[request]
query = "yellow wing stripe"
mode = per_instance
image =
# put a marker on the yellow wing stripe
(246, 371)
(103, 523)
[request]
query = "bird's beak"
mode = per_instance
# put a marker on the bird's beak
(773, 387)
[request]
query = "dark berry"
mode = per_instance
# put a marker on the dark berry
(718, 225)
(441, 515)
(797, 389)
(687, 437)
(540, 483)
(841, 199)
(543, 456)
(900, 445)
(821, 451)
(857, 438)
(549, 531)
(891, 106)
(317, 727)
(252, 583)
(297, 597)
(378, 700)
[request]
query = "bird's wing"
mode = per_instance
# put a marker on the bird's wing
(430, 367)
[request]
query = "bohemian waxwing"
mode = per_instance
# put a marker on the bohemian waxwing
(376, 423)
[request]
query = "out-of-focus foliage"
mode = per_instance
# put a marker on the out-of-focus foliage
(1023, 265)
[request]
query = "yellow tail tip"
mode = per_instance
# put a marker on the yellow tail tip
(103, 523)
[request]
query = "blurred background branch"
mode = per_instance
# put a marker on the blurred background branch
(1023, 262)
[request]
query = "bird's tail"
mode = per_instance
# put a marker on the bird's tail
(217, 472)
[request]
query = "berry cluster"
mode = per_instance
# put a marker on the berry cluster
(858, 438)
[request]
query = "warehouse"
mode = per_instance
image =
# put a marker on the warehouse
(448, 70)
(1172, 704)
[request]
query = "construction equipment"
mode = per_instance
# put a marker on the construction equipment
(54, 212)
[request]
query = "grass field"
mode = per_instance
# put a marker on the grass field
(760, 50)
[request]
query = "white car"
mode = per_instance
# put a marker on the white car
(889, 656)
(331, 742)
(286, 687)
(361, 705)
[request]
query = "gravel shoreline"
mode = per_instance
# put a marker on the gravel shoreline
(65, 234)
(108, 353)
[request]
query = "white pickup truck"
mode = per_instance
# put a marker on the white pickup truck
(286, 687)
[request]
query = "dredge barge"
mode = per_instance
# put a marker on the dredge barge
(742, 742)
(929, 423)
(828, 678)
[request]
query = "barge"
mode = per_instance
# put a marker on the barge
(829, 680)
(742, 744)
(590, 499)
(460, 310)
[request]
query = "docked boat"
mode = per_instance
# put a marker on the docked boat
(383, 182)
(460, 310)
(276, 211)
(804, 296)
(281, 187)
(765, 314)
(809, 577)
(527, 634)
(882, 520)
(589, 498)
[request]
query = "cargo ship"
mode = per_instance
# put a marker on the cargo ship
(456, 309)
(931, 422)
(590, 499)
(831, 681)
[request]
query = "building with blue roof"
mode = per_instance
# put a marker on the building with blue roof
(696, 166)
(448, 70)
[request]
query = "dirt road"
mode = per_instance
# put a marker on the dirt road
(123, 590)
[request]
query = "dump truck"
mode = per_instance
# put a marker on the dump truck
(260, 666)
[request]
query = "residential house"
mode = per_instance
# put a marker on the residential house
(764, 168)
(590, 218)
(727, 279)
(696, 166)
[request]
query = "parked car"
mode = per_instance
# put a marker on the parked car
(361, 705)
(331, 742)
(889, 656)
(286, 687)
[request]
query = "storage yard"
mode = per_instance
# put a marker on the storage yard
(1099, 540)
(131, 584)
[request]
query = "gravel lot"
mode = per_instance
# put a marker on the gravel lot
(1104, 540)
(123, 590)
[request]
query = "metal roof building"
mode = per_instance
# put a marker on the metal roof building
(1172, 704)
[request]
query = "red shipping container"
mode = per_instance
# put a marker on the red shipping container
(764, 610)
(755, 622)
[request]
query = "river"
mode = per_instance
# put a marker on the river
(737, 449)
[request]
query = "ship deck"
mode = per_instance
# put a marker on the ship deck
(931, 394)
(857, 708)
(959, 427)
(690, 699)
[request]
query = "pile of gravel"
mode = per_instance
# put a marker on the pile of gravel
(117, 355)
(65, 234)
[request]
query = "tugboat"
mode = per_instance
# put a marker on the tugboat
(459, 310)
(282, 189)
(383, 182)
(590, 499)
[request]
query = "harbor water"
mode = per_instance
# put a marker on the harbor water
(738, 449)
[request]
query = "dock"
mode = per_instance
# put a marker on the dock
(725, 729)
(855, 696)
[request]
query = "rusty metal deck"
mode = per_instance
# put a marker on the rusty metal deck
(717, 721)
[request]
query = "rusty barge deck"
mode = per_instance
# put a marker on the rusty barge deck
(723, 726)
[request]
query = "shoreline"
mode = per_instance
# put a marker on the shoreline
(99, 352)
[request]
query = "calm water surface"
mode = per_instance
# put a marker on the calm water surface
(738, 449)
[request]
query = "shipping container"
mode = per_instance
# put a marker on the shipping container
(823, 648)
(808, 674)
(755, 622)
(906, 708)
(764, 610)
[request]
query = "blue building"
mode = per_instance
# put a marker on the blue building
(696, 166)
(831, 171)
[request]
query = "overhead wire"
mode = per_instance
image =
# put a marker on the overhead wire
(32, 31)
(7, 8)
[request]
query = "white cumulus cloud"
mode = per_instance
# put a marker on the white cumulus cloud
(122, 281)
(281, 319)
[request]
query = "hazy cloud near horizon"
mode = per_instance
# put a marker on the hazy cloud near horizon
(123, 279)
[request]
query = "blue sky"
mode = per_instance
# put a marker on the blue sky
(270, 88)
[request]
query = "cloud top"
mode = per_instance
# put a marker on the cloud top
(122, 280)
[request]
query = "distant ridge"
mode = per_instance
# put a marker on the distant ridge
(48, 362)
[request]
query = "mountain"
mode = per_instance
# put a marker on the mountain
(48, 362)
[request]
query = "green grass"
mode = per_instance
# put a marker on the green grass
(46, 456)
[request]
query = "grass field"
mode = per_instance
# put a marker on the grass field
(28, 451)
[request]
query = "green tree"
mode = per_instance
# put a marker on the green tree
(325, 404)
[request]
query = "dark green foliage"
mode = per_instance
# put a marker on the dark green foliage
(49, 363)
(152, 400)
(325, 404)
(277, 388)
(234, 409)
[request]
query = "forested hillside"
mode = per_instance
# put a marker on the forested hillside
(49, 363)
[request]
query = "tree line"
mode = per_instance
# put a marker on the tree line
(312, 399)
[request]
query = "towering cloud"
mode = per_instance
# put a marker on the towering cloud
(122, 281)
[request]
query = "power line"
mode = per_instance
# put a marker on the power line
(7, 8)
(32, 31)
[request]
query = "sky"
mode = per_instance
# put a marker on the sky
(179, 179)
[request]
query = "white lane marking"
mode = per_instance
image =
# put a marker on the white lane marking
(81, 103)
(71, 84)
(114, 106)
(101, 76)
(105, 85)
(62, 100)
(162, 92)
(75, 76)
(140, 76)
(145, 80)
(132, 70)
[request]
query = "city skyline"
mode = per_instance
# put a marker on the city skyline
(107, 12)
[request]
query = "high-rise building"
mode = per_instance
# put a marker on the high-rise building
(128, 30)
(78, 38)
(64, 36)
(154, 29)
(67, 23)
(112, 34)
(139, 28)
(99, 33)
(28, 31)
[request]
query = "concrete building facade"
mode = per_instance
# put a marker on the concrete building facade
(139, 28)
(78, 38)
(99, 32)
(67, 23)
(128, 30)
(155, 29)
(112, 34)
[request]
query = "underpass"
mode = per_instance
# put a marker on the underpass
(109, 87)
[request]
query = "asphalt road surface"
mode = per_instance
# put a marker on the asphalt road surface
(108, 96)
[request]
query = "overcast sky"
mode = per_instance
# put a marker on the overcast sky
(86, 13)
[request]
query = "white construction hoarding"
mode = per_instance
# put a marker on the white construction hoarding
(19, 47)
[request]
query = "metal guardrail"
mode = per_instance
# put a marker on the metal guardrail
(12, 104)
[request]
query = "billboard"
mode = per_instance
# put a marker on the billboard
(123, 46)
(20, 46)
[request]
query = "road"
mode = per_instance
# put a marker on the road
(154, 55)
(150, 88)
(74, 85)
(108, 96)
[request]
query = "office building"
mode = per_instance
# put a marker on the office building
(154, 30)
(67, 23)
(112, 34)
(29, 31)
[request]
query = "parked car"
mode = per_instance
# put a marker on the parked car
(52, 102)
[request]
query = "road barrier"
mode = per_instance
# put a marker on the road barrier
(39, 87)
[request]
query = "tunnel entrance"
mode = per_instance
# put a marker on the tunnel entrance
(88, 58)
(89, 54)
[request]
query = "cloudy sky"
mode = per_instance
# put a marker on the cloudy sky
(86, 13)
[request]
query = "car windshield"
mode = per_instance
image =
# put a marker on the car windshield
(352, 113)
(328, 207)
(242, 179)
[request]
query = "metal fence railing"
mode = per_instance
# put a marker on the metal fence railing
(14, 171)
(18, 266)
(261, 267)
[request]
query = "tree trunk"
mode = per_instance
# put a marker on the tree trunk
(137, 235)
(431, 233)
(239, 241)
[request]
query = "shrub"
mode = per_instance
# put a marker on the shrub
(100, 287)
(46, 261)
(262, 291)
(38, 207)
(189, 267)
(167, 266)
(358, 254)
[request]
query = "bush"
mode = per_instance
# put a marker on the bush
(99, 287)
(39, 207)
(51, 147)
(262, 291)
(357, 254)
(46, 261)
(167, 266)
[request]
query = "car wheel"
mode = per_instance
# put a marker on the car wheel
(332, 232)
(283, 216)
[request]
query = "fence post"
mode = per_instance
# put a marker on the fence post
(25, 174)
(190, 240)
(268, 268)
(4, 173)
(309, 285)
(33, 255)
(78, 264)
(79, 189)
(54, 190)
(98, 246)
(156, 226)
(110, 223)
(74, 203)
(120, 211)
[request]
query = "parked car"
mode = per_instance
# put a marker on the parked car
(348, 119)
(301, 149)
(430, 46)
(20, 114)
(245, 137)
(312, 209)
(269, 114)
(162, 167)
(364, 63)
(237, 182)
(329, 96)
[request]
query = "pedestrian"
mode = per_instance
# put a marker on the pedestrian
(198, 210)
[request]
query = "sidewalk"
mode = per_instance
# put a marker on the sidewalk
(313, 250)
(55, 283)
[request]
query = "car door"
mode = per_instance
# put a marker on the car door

* _Exercise details_: Write out exactly the lines from the one containing "# put a marker on the pedestrian" through the end of the data, both included. Add nothing else.

* _Your solution_:
# put a marker on the pedestrian
(198, 210)
[request]
query = "sidewalk"
mode = per_instance
# put a marker on the sidewalk
(313, 250)
(55, 283)
[request]
query = "car door"
mode = per_instance
# put a marker on the car door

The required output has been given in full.